Avoiding recursive stack overflow in C on Unix/Linux?

Discussion in 'C Programming' started by boltar2003, May 5, 2011.

  1. boltar2003

    boltar2003 Guest

    Hello

    If a program recurses too deeply there's always a chance that it could
    run out of stack space and die with a SIGSEGV. Is there any API that can
    tell you how much stack space is left or some other method to prevent this
    in C/C++? I realise I could catch the signal but thats a pretty damn ugly
    way to do it.

    B2003
     
    boltar2003, May 5, 2011
    #1
    1. Advertisements

  2. boltar2003

    boltar2003 Guest

    Actually I suppose i could use getrlimit to get the stack size but is there
    a clean way of actually finding the current position of top of the stack? I
    could take the addresses of local variables but that seems a bit prone to
    error.

* Provided information *
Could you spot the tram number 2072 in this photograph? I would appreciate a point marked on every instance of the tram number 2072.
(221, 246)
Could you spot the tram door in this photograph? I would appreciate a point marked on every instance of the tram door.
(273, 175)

--

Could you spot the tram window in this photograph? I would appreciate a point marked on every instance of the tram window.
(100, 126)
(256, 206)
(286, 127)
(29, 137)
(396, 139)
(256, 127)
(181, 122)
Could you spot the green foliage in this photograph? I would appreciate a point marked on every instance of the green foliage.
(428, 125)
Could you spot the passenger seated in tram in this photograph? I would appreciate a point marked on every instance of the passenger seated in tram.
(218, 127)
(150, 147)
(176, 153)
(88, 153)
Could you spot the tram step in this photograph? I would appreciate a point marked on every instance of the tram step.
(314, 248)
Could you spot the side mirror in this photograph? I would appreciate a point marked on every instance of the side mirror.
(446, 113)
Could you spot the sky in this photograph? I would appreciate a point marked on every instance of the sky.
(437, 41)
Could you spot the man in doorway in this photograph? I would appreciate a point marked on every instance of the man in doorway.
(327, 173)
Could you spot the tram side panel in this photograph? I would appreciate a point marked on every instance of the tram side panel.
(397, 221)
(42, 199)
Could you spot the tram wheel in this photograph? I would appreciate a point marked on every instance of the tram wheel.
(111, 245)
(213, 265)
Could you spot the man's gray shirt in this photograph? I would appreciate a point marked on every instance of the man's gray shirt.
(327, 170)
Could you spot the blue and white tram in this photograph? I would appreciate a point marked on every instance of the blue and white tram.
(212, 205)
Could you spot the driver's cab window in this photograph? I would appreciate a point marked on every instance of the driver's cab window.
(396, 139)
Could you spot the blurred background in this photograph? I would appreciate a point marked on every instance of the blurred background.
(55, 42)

* To-do list *
[1] In the forum thread on recursive stack overflow, which signal does the poster say a program dies with when it runs out of stack space?
[2] List every approach the poster in the forum thread says they could use to deal with running out of stack space.

* Answers for this exercise *
[1] SIGSEGV

[2]
- Catching the signal
- Using getrlimit to get the stack size
- Taking the addresses of local variables